> [EXERCISE BRIEF] Starting at the first line and ending at the last, output the data exactly.

> [Collected data entries]
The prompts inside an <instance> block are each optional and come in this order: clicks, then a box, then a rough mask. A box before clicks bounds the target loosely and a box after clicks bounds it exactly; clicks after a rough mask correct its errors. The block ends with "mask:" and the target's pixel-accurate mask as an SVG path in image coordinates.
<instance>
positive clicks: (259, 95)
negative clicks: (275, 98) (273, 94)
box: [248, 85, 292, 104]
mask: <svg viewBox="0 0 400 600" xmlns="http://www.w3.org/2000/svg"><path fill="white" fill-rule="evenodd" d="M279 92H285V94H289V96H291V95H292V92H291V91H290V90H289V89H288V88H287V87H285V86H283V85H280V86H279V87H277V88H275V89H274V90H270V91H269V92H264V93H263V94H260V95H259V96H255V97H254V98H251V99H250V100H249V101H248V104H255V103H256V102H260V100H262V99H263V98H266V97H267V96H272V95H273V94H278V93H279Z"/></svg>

> [RESULT FOR THIS EXERCISE]
The prompts inside an <instance> block are each optional and come in this order: clicks, then a box, then a rough mask. A box before clicks bounds the target loosely and a box after clicks bounds it exactly; clicks after a rough mask correct its errors. The block ends with "mask:" and the target's pixel-accurate mask as an SVG path in image coordinates.
<instance>
positive clicks: (259, 95)
negative clicks: (275, 98) (273, 94)
box: [248, 85, 292, 104]
mask: <svg viewBox="0 0 400 600" xmlns="http://www.w3.org/2000/svg"><path fill="white" fill-rule="evenodd" d="M279 92H285V94H289V96H291V95H292V92H291V91H290V90H289V89H288V88H287V87H285V86H283V85H280V86H279V87H277V88H275V89H274V90H270V91H269V92H264V93H263V94H260V95H259V96H255V97H254V98H251V99H250V100H249V101H248V104H255V103H256V102H260V100H262V99H263V98H266V97H267V96H272V95H273V94H278V93H279Z"/></svg>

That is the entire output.